---------- Extracted records

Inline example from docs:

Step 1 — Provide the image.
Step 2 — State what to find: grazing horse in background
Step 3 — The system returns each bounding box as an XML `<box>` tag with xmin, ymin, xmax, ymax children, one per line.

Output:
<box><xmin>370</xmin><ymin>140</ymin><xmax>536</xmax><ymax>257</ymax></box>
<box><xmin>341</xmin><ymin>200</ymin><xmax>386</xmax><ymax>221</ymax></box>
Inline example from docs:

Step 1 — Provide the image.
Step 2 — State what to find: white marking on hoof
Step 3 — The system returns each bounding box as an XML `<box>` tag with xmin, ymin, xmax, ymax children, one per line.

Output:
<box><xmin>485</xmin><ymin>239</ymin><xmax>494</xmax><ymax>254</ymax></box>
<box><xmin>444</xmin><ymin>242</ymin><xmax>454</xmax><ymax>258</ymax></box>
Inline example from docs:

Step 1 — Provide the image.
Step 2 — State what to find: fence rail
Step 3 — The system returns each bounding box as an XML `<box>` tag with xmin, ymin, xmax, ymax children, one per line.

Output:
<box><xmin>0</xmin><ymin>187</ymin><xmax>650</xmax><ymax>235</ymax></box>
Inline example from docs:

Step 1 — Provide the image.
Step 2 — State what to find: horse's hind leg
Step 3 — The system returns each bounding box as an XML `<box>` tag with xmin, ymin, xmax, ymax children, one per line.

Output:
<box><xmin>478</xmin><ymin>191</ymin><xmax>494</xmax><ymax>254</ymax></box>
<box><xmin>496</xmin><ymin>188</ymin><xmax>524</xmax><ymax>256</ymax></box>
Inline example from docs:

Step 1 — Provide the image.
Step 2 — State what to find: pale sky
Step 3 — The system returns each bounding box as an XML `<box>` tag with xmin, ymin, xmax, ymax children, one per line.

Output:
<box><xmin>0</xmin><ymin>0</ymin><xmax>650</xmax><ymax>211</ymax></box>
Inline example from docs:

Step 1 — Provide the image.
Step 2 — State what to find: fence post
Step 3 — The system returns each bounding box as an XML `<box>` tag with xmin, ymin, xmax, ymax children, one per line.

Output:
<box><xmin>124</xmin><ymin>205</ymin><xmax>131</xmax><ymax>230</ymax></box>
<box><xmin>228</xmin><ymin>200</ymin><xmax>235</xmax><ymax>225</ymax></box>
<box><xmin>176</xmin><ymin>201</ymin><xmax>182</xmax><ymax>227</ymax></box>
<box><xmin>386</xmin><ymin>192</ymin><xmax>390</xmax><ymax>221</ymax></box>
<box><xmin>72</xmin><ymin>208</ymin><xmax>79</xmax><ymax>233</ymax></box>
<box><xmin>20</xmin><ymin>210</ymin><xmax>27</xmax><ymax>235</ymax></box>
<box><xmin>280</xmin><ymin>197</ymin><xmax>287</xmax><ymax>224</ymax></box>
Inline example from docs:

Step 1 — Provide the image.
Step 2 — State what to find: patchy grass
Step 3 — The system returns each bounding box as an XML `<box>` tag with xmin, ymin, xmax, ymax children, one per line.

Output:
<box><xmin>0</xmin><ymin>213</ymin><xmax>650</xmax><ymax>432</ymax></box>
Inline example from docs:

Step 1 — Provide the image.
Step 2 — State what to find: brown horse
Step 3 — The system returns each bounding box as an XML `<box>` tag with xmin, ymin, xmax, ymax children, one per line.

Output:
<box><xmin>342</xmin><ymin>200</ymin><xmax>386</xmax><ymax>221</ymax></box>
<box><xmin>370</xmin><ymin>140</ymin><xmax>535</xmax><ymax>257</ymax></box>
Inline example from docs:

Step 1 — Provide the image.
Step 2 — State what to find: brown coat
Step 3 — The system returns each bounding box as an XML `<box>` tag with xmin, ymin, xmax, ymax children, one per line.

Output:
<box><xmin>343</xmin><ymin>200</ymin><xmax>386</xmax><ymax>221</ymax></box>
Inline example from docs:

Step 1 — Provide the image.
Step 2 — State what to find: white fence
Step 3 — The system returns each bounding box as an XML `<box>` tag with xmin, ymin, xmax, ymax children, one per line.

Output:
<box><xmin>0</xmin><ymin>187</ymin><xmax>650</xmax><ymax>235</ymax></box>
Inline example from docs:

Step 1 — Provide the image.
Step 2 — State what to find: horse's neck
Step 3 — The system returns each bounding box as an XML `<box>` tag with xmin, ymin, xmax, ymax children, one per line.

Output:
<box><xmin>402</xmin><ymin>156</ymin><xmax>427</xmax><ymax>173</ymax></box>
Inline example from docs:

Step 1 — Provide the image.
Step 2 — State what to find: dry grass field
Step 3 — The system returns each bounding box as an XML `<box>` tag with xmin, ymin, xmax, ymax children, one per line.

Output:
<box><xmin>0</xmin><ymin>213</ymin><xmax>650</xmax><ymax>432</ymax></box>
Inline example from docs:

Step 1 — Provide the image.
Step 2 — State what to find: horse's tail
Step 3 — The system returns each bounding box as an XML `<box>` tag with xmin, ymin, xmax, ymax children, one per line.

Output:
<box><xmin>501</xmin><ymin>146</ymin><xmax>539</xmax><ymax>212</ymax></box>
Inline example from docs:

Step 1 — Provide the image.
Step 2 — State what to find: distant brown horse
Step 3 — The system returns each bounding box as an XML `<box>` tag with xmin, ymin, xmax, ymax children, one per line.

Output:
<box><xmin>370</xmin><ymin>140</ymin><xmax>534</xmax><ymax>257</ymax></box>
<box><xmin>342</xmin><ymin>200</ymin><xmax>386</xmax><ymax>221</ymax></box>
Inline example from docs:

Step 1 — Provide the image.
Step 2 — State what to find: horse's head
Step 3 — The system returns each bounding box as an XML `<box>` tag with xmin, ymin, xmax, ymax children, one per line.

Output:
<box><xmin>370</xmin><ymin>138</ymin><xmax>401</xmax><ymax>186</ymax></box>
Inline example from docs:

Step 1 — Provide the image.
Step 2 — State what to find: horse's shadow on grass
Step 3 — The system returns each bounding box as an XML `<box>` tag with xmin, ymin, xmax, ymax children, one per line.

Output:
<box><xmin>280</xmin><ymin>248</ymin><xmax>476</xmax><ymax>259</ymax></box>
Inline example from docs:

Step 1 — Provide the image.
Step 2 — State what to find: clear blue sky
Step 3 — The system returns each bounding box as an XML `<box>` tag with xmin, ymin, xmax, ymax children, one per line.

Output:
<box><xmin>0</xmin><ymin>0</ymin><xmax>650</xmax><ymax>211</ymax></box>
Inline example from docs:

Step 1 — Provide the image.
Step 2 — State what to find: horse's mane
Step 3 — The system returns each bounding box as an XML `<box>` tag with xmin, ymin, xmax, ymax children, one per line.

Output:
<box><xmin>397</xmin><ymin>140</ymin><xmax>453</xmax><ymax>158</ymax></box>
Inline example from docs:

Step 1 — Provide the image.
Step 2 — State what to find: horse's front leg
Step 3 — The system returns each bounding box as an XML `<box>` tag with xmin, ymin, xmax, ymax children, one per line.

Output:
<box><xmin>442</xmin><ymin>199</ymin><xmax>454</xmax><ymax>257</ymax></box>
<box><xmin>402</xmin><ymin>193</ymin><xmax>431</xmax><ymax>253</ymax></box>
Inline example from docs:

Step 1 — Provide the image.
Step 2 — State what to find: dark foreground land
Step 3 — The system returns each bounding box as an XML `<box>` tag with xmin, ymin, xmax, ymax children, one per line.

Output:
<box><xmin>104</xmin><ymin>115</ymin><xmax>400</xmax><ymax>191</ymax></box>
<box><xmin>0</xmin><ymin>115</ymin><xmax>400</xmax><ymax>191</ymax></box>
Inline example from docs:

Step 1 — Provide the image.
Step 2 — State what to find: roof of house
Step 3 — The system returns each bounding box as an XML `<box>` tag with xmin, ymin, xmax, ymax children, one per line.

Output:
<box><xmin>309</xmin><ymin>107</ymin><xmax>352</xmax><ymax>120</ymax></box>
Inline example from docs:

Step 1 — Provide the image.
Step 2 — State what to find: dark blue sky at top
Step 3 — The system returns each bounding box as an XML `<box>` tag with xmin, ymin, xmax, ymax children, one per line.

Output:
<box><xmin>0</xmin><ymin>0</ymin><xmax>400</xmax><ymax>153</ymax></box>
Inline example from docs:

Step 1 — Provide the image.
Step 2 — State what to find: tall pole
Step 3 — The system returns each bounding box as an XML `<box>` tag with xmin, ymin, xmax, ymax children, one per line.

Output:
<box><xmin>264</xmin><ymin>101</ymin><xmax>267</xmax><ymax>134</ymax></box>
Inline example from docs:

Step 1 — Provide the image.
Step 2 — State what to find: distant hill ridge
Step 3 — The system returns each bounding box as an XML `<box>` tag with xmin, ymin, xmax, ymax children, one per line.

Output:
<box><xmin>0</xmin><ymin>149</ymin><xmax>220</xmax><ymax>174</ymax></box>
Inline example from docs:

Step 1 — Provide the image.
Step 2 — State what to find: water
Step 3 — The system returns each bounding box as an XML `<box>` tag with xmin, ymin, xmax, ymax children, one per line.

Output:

--------------------

_Written task_. How many lines in the items above contain the word "distant"? Reply with the number only.

_The answer_. 2